• _TO-DO LIST_:
1 – In the forum thread about baby oil as a trim cleaner, what did nikl smear on the faded black trim of the Fiesta XR2?
2 – Please write the next part of the forum thread on baby oil as a trim cleaner, picking up after its final post.

• _EXTRACT PROVIDED_:
☆ ☆ ☆

# baby oil as trim cleaner



## dis (Feb 3, 2012)

hi all,has anybody used baby oil on there black exterior trim?
i have heard its good,due to the oil,but has anyone tried it or got any pics of the results?


----------



## Serious (Mar 19, 2008)

It may dress the trim but it won't clean it.


----------



## -Kev- (Oct 30, 2007)

as above, all it will do is leave a shiney, greasy mess that'll leave streaks down the car when it rains..


----------



## nikl (Nov 23, 2010)

Never used baby oil but did try both peanut butter and ground nut oil on the black trim on my 25 year old Fiesta XR2 which had faded so much it was almost grey.

Results were stunning although my neighbours thought it was very amusing watching me smear peanut butter over the car.


----------



## SurGie (Aug 6, 2010)

Use plasticare from ebay or boot polish lol. Plasticare gives it's original colour back it comes in grey as well.


----------



## dis (Feb 3, 2012)

im useing back to black at the mo,want to do car tom,so just thought about trying the baby oil.
dont think ill bother now.
will use b2b until all gone then get something different.
thanks all.


----------



## bigslippy (Sep 19, 2010)

Serious said:


> It may dress the trim but it won't clean it.


+1 :thumb:


----------



## SurGie (Aug 6, 2010)

B2B stuff isn't really all that good as a whole, i use to use it all the time before i found plasticare. Plasticare gives the pure dark colour back and lasts for years.

☆ ☆ ☆

• _SOURCE DATA_:
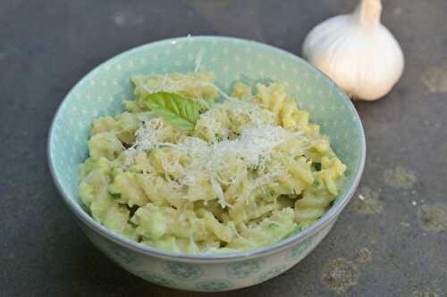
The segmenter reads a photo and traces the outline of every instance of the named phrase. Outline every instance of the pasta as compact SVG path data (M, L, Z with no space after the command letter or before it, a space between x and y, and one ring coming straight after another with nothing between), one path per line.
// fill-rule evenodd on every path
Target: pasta
M105 227L173 252L234 252L281 241L331 207L346 166L284 84L236 82L219 101L212 72L132 82L126 111L92 122L80 169L80 198ZM193 130L148 107L158 92L198 106Z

☆ ☆ ☆

• _RESULTS IN ORDER_:
1 – Peanut butter and ground nut oil.

2 –
It's not a cleaner it's a dye, however you do have to clean the trim with suitable cleaner then apply it. Try not to get it on the cars paint.

Here http://www.ebay.co.uk/itm/Plasticar...ssories_Car_Care_Cleaning&hash=item3a715c0769


----------



## -Kev- (Oct 30, 2007)

back to black, peanut butter etc are good at restoring the trim not cleaning it...


----------



## Dingo2002 (Apr 4, 2007)

I've just started using CarPro PERL and so far I am really impressed with it's ability to restore trim. I can't comment yet on its longevity but they claim 3 months. 
Seeing as its cheap and can be diluted (and in fact should be diluted) i'm suitably impressed so far. For permanent (1-2 year effect) C4 is your best option but for a less expensive (in the short term) I'm sticking to PERL.


----------



## renno (Mar 7, 2012)

Anyone tried the heat gun method ?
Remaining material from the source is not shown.